*Goal of the exercise*
Extract every line of the listing below and reproduce each one without alteration.

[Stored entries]
______
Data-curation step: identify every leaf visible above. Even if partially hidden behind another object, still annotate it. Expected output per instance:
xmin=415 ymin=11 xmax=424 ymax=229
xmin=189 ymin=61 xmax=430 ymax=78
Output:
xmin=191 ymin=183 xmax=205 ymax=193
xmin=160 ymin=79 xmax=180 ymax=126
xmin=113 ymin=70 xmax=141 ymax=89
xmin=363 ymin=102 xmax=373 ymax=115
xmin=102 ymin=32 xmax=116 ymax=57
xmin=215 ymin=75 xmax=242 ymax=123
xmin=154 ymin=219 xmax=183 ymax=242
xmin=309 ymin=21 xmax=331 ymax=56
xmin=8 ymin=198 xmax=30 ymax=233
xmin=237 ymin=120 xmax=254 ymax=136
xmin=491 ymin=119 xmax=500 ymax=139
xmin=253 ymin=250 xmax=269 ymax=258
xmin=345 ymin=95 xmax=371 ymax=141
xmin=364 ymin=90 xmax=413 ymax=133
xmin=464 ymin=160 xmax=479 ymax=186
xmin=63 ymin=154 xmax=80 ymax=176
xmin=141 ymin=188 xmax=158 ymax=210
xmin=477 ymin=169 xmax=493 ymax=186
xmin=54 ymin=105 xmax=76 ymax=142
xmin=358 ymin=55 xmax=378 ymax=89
______
*Correct answer*
Data-curation step: identify every leaf visible above. Even if partially hidden behind another object, still annotate it. Expected output per instance:
xmin=415 ymin=11 xmax=424 ymax=229
xmin=189 ymin=61 xmax=430 ymax=78
Output:
xmin=191 ymin=183 xmax=205 ymax=193
xmin=160 ymin=79 xmax=180 ymax=126
xmin=113 ymin=70 xmax=141 ymax=89
xmin=363 ymin=102 xmax=373 ymax=115
xmin=102 ymin=32 xmax=116 ymax=57
xmin=215 ymin=75 xmax=242 ymax=123
xmin=154 ymin=219 xmax=183 ymax=242
xmin=309 ymin=21 xmax=331 ymax=56
xmin=8 ymin=198 xmax=30 ymax=233
xmin=237 ymin=120 xmax=254 ymax=136
xmin=491 ymin=119 xmax=500 ymax=139
xmin=253 ymin=250 xmax=269 ymax=258
xmin=345 ymin=95 xmax=371 ymax=141
xmin=364 ymin=90 xmax=413 ymax=133
xmin=464 ymin=160 xmax=479 ymax=186
xmin=63 ymin=154 xmax=80 ymax=176
xmin=141 ymin=188 xmax=158 ymax=210
xmin=477 ymin=169 xmax=493 ymax=186
xmin=54 ymin=105 xmax=76 ymax=142
xmin=358 ymin=55 xmax=378 ymax=89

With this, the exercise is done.